本文抜粋
当初、労働審判を視野に入れられていたのですが、相談員は反対でした(理由は後述)。
何度もご本人からお話を伺い、訴えることのメリットやデメリットを伝え、誰に対して何をしたいのか目的を整理することにしました。

結果、審判という解決方法ではなく、広く世間にこのことを知ってもらうため、ライターさんにお願いして記事にしてもらうという解決方法に至りました。
相談員のわたくし須田がインタビューに同席しました。

なぜ、相談員が審判に反対したか。
それは、会社側(学校側)に違法性が見当たらなかったことと、ご本人の気持ちが整理できていなかったからです。

違法性がない労働問題?

労働問題は大きく分けて2種類あります。
労働法違反の問題と、労働法違反ではないいじめや嫌がらせなどの問題。

この方は後者でした。最近は後者の相談が多いです。
いじめや嫌がらせも訴えることは可能です。
しかし、まずはご本人にどうしたいのか、何が目的なのかを整理してもらわないと、それができていない段階で訴えてもすっきりしないことがあるのです。

法律違反ならどこが問題なのか白黒つきます。
しかし後者の問題は、どこが問題だと感じているのかご自身で整理できていないと、聞いた人によっても捉え方が異なり、本人の主張とずれてしまう危険性が大きいのです。
なぜならば、法律ではなく感情が占める割合が大きい問題だからです

ですから、話を聞いた人によっては、
「それ、あなたにも問題があるんじゃない?」「そんなことを気にしていたら仕事できないわよ」「違法性はないよね」
で終わってしまうんです。

上司や社内の相談窓口でもわかってもらえなかったという声を聞くことがありますが、原因はここなんです。
整理できていない段階で話しても感情任せになってしまい、主張が伝わらない。

学習目標
- a) 本文抜粋によると、労働問題は大きく分けて何種類ありますか。
- b) 本文抜粋のうち、「結果、審判という解決方法では」で始まり「この方は後者でした。最近は後者の相談が多いです。」まで続く部分を、一字一句変えずに書き出しなさい。

名前付き対象の指し示し記録:

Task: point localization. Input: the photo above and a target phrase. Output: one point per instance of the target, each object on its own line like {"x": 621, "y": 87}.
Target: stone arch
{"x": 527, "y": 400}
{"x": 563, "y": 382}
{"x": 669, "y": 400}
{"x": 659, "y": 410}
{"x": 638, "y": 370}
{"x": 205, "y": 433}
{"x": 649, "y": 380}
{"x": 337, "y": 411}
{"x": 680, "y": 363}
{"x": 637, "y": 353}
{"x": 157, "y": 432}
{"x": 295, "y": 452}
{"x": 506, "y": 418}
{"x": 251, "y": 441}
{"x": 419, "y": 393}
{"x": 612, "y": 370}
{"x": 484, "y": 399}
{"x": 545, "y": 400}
...
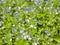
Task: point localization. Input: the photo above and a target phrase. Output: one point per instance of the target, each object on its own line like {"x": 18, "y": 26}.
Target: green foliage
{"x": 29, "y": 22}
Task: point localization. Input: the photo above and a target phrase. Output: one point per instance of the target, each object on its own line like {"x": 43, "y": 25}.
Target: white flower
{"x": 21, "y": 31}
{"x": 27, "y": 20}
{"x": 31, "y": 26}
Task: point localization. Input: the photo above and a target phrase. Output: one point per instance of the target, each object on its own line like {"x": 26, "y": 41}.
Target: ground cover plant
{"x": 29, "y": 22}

解答例
- a) 2種類(労働法違反の問題と、労働法違反ではないいじめや嫌がらせなどの問題)です。

- b)
結果、審判という解決方法ではなく、広く世間にこのことを知ってもらうため、ライターさんにお願いして記事にしてもらうという解決方法に至りました。
相談員のわたくし須田がインタビューに同席しました。

なぜ、相談員が審判に反対したか。
それは、会社側(学校側)に違法性が見当たらなかったことと、ご本人の気持ちが整理できていなかったからです。

違法性がない労働問題?

労働問題は大きく分けて2種類あります。
労働法違反の問題と、労働法違反ではないいじめや嫌がらせなどの問題。

この方は後者でした。最近は後者の相談が多いです。